**Exercise objective:**
Offset every point coordinate in the answers by -79, then write out all the lines again, requests included, starting with the line that contains "Find the wooden corbel" and going on through the line that contains "<point>290,507</point>". Leave the coordinates in the requests and their format samples unchanged.

**Records:**
↓↓↓

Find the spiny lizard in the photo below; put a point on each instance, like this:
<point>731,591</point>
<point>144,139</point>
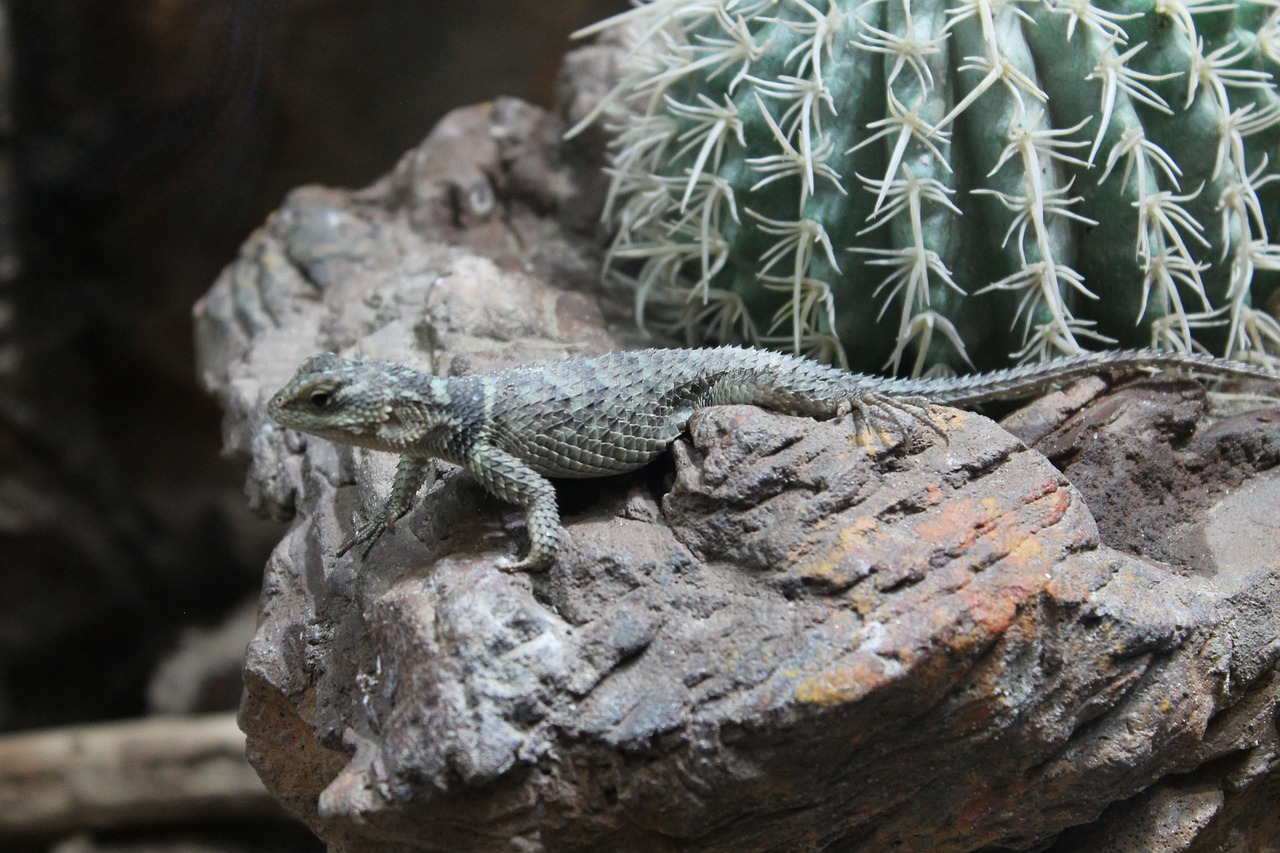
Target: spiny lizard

↑↑↑
↓↓↓

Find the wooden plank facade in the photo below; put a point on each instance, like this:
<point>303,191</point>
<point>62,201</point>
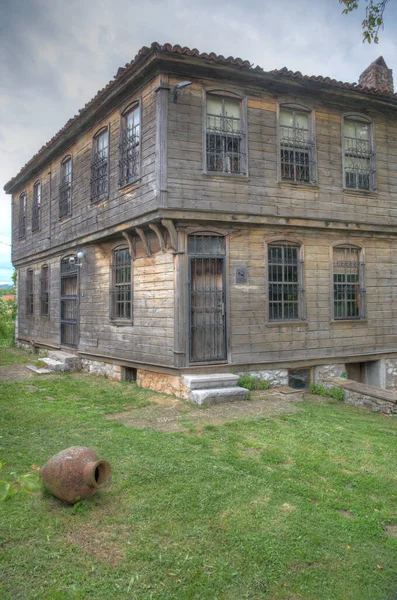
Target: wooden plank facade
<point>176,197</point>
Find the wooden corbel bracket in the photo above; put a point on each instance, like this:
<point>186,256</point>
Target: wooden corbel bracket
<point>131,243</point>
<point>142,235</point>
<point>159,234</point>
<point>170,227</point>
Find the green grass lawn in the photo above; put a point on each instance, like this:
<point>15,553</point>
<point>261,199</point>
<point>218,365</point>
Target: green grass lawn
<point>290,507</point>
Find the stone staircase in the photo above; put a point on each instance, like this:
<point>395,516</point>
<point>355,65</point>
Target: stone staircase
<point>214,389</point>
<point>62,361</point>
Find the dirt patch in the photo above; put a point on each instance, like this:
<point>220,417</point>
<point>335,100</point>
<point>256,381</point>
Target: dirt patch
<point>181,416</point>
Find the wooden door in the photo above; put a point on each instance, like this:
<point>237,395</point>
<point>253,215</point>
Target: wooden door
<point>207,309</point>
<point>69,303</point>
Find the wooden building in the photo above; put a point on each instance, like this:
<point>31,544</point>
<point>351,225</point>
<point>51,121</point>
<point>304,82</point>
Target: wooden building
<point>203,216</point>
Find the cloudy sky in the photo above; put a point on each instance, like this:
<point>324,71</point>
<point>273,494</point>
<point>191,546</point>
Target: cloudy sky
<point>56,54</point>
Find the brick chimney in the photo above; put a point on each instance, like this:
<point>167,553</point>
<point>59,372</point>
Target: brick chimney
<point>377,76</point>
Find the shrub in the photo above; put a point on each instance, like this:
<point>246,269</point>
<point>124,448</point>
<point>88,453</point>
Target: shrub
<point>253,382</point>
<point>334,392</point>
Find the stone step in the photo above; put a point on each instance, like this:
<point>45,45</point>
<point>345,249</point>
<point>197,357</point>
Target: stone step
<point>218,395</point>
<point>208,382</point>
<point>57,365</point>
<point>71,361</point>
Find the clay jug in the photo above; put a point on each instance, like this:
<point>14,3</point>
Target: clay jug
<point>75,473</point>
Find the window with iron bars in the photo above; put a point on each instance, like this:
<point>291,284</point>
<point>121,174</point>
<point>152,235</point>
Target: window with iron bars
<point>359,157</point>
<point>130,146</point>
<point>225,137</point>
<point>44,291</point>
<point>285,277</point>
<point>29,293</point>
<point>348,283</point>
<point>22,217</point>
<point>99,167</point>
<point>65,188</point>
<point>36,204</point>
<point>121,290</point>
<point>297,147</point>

↑↑↑
↓↓↓

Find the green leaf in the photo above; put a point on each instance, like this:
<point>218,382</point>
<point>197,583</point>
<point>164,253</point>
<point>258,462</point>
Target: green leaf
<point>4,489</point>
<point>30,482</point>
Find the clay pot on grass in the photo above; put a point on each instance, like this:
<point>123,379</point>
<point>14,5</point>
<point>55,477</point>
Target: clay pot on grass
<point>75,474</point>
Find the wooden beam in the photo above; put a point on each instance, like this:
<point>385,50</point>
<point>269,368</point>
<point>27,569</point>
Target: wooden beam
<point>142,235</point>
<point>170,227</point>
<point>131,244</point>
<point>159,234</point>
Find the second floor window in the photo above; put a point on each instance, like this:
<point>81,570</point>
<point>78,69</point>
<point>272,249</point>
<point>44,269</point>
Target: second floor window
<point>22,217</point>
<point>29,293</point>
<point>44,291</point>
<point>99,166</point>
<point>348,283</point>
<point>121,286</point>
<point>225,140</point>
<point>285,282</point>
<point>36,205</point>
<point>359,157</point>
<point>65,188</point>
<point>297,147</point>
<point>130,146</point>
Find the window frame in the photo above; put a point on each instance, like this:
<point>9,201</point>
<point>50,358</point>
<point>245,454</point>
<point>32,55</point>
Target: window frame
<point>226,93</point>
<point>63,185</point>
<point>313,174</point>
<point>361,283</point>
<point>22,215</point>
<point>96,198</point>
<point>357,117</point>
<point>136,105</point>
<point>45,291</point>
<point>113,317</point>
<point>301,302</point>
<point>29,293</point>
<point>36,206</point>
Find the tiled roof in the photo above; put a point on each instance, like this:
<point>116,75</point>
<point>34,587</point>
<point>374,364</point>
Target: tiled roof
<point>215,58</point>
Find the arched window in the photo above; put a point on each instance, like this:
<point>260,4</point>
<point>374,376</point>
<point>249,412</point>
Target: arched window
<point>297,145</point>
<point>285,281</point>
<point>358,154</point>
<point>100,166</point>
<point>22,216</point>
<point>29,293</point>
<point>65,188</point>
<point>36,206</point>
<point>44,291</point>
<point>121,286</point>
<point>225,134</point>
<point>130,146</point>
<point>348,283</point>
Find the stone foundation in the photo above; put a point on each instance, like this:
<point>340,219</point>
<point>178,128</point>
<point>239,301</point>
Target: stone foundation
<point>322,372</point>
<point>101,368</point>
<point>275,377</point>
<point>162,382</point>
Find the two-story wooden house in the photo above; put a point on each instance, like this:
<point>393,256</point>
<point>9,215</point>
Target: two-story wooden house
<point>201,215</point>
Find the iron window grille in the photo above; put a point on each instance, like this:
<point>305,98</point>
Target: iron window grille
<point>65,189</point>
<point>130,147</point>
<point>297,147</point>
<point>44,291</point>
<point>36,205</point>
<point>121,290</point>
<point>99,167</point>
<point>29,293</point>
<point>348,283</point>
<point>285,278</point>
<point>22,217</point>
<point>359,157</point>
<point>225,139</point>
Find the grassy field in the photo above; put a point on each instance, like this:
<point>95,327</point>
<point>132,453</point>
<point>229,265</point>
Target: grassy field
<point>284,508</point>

↑↑↑

**Written response:**
Find the wooden corbel bracket in the photo above; put a point on each instance, like this:
<point>186,256</point>
Target: wooden corbel bracket
<point>52,164</point>
<point>63,156</point>
<point>80,155</point>
<point>91,148</point>
Find the green grass lawn in the photo above; put a point on each instance, like this:
<point>15,553</point>
<point>261,199</point>
<point>218,365</point>
Target: green grass lawn
<point>211,428</point>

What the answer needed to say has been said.